[Dataset entries]
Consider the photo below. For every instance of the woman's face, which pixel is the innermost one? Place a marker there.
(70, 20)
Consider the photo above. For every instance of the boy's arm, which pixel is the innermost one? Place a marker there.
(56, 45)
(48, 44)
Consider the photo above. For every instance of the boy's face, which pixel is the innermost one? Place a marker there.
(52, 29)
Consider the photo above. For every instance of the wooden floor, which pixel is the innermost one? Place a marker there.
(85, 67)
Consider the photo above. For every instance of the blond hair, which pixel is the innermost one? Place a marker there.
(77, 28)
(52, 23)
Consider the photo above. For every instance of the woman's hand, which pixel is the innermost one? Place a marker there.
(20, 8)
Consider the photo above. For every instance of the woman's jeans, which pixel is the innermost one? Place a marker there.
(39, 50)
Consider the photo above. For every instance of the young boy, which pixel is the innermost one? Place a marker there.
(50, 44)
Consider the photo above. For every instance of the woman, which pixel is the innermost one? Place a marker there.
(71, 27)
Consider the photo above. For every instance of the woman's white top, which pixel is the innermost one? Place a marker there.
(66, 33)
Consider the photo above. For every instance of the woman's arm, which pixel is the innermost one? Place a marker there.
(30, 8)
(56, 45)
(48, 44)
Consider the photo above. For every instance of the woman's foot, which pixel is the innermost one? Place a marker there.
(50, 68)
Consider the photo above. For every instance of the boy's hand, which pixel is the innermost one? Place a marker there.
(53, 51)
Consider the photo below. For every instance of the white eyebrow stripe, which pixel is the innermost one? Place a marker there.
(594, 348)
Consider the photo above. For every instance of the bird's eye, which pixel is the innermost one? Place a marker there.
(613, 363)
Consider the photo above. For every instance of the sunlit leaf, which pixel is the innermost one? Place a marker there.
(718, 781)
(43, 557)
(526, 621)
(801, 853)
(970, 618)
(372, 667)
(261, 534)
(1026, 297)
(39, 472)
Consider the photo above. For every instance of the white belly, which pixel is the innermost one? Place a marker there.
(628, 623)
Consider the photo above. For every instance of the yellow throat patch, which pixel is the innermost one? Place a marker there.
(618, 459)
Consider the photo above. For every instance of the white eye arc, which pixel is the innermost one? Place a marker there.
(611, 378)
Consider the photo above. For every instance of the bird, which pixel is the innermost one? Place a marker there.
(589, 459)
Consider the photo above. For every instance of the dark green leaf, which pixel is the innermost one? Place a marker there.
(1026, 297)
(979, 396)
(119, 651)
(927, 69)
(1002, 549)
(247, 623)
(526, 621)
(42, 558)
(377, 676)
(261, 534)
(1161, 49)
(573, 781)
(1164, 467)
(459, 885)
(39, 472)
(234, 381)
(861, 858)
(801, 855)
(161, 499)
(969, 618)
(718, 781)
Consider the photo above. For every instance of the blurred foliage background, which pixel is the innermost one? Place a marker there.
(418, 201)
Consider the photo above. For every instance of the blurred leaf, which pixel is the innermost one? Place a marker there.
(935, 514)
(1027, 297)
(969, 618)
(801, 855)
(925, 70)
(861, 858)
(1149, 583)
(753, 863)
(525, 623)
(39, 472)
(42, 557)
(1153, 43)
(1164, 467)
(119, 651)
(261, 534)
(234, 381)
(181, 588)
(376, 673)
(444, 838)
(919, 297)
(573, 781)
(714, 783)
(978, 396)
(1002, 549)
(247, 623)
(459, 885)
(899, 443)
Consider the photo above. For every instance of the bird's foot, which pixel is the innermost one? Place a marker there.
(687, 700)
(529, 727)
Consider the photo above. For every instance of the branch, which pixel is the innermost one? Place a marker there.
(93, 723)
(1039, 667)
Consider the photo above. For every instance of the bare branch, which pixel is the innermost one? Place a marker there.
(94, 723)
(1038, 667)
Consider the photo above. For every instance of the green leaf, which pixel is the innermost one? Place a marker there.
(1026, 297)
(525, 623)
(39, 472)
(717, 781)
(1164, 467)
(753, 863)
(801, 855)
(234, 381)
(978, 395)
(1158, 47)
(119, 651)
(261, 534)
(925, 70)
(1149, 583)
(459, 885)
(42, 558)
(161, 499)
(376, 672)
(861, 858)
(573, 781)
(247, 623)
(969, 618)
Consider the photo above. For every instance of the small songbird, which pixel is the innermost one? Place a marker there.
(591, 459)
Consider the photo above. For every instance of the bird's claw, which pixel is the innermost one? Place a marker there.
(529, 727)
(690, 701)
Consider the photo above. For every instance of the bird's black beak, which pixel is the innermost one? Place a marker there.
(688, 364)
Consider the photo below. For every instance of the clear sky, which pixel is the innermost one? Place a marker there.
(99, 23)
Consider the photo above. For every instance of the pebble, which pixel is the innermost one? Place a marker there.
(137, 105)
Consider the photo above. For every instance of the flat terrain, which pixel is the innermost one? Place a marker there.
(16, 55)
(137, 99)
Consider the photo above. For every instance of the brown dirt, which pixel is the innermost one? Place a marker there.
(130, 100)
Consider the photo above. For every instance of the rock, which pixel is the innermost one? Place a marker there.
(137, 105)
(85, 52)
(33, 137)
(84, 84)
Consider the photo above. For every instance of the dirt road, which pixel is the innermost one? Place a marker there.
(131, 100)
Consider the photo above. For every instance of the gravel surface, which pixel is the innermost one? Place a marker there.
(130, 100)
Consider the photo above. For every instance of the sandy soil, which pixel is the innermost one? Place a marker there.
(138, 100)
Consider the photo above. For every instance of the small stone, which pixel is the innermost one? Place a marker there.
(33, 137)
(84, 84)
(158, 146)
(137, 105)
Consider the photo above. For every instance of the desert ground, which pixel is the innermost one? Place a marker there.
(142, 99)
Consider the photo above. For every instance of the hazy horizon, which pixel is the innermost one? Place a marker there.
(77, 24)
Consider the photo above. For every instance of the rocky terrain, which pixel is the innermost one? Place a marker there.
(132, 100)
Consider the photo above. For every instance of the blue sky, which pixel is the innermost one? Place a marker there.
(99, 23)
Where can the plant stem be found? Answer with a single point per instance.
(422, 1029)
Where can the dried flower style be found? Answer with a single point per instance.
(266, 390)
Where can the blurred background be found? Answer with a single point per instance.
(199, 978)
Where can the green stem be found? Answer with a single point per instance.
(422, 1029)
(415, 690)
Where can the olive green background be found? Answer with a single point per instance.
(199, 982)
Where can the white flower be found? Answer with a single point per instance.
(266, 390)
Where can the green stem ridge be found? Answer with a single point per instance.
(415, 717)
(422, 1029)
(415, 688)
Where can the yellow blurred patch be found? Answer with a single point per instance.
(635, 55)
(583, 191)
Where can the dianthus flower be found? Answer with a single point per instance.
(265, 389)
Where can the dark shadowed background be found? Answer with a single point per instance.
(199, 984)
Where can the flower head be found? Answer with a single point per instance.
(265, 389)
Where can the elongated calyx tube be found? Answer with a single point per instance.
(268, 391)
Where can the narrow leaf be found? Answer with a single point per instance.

WHAT THE EXERCISE ASKS ▸ Could you return all of the entries exactly as they stand?

WRITTEN SOLUTION ▸
Consider the photo below. For every instance of the woman's face, which pixel is the innermost one? Place a marker there.
(70, 20)
Consider the photo above. For every instance of the boy's arm, which pixel is the innermost one? Place a marker there.
(56, 45)
(48, 44)
Consider the photo above. For every instance of the boy's face, which pixel is the innermost one? Place a marker there.
(52, 29)
Consider the photo above. For every instance of the wooden floor, which pixel is the innermost one? Place a marker there.
(85, 67)
Consider the photo above. For every instance of the blond hair, which pixel is the innermost one? Place a marker there.
(77, 28)
(52, 23)
Consider the photo above. For every instance of the woman's hand, which pixel is the innermost one? Place a marker there.
(20, 8)
Consider the photo above. For every instance of the woman's jeans, which pixel is the innermost one? Place a marker there.
(39, 50)
Consider the photo above. For every instance of the young boy, which pixel is the innermost one? Place a marker there.
(50, 44)
Consider the photo above. For every instance of the woman, which pixel is the innermost one? Place a marker there.
(71, 27)
Consider the photo above. For every instance of the woman's white top, which pixel is the innermost one? Place a marker there.
(66, 33)
Consider the photo above. For every instance of the woman's arm, which pixel is the innermost one? Place a marker there.
(30, 8)
(56, 45)
(48, 44)
Consider the photo above. For every instance of the woman's foot, which pixel is the innermost one? Place a marker there.
(50, 68)
Consider the photo above. For every instance of the boy's hand, which pixel is the innermost one? Place a marker there.
(53, 51)
Consider the photo below. For every instance of the white eyebrow stripe, which pixel is the innermost one? Place a marker there.
(594, 348)
Consider the photo above. For every instance of the bird's eye, which pixel is the innermost one? Place a marker there.
(613, 363)
Consider the photo above. For every instance of the sunlit leaf, which pixel is the innermost one? Place a marker there.
(718, 781)
(43, 557)
(526, 621)
(801, 853)
(970, 618)
(372, 667)
(261, 534)
(1026, 297)
(39, 472)
Consider the photo above. For every instance of the white belly, which pixel is the innermost one? Place a marker there.
(628, 623)
Consider the photo above. For every instance of the yellow throat patch, which pixel is the innermost one? Place a marker there.
(618, 459)
Consider the photo above. For every instance of the white eye arc, which pixel is the innermost one? Place a marker there.
(611, 378)
Consider the photo above. For every instance of the bird, which pixel is the innermost one? Place a marker there.
(589, 459)
Consider the photo above. For every instance of the dark green leaf, which pixel is the innermost one? Place a marker there.
(1026, 297)
(979, 396)
(119, 651)
(927, 69)
(1002, 549)
(247, 623)
(526, 621)
(42, 558)
(377, 676)
(261, 534)
(1161, 49)
(573, 781)
(1164, 467)
(459, 885)
(39, 472)
(234, 381)
(861, 858)
(801, 855)
(161, 499)
(969, 618)
(718, 781)
Consider the photo above. For every instance of the blurred foliage background, which pixel is the innermost one? Place a marker there.
(418, 201)
Consider the photo above. For every instance of the blurred leaf, which pixel is the innermost one? Place a marker there.
(935, 514)
(1027, 297)
(969, 618)
(801, 855)
(925, 70)
(861, 858)
(1149, 583)
(753, 863)
(525, 623)
(39, 472)
(42, 557)
(1153, 43)
(1164, 467)
(119, 651)
(261, 534)
(234, 381)
(181, 588)
(376, 673)
(444, 838)
(919, 297)
(573, 781)
(714, 783)
(978, 396)
(1002, 549)
(247, 623)
(459, 885)
(899, 443)
Consider the photo above. For every instance of the bird's foot, which pixel is the innermost one? Place a marker there.
(687, 700)
(529, 727)
Consider the photo above. For every instance of the branch, which pixel is the innermost one? Place a marker there.
(93, 723)
(1039, 667)
Consider the photo above. For every instance of the bare branch, which pixel is the innermost one? Place a marker there.
(94, 723)
(1038, 667)
Consider the photo above. For every instance of the green leaf, which pixel is the innermost one? Place a marker there.
(1026, 297)
(525, 623)
(39, 472)
(717, 781)
(1164, 467)
(753, 863)
(801, 855)
(234, 381)
(978, 395)
(1158, 47)
(119, 651)
(261, 534)
(925, 70)
(1149, 583)
(459, 885)
(42, 558)
(161, 499)
(376, 672)
(861, 858)
(573, 781)
(247, 623)
(969, 618)
Consider the photo above. For every instance of the small songbird, which pixel is the innermost one? Place a marker there.
(591, 459)
Consider the photo above. For every instance of the bird's claw, which pixel is the innermost one? Place a marker there.
(529, 727)
(690, 701)
Consider the photo above. For every instance of the bird's black beak, which pixel is the innermost one? Place a marker there.
(688, 364)
Consider the photo below. For every instance of the clear sky, which pixel is the innermost one? Place a marker there.
(99, 23)
Consider the photo above. For every instance of the pebble, which pixel is the innermost one? Place a marker there.
(137, 105)
Consider the photo above. For every instance of the flat terrain, which pixel is the innermost one? Place a marker there.
(16, 55)
(137, 99)
Consider the photo above. For every instance of the brown dirt, which pixel is the innermost one? Place a marker there.
(130, 100)
Consider the photo above. For every instance of the rock, which pixel is the innermost one? Place a marker there.
(137, 105)
(85, 52)
(33, 137)
(84, 84)
Consider the photo above. For every instance of the dirt road, which pixel is the innermost one? Place a marker there.
(131, 100)
Consider the photo above. For every instance of the gravel surface, which pixel is the innermost one? Place a marker there.
(130, 100)
Consider the photo above. For every instance of the sandy soil, which pixel is the innermost one? Place a marker there.
(138, 100)
Consider the photo above. For every instance of the small stone, which pixel is the innermost one? Place a marker there.
(33, 137)
(84, 84)
(158, 146)
(137, 105)
Consider the photo above. For every instance of the desert ground, which pixel is the innermost one? Place a marker there.
(142, 99)
Consider the photo above. For every instance of the hazy horizon, which pixel is the innermost one? Place a marker there.
(77, 24)
Consider the photo above. For every instance of the rocky terrain, which pixel is the innermost one? Place a marker there.
(132, 100)
Consider the photo above. For every instance of the blue sky, which pixel is the innermost one? Place a marker there.
(99, 23)
Where can the plant stem be found? Answer with a single point per instance.
(422, 1029)
Where can the dried flower style be found? Answer with a single point per instance.
(266, 390)
Where can the blurred background be found? Answer with a single point per instance.
(199, 978)
Where can the green stem be found? Answer with a single point per instance.
(422, 1029)
(415, 690)
Where can the olive green background be found? Answer with a single point per instance.
(199, 982)
Where can the white flower be found? Answer with a single point per instance.
(266, 390)
Where can the green stem ridge be found? Answer with a single point per instance.
(415, 717)
(422, 1029)
(415, 688)
Where can the yellow blurred patch be found? Answer with a single point per instance.
(635, 55)
(583, 191)
Where can the dianthus flower be found? Answer with a single point per instance.
(265, 389)
Where can the dark shadowed background be found? Answer with a single point per instance.
(199, 984)
Where can the flower head be found? Answer with a single point per instance.
(265, 389)
Where can the elongated calyx tube be found? Answer with a single point per instance.
(268, 391)
Where can the narrow leaf be found? Answer with a single point per instance.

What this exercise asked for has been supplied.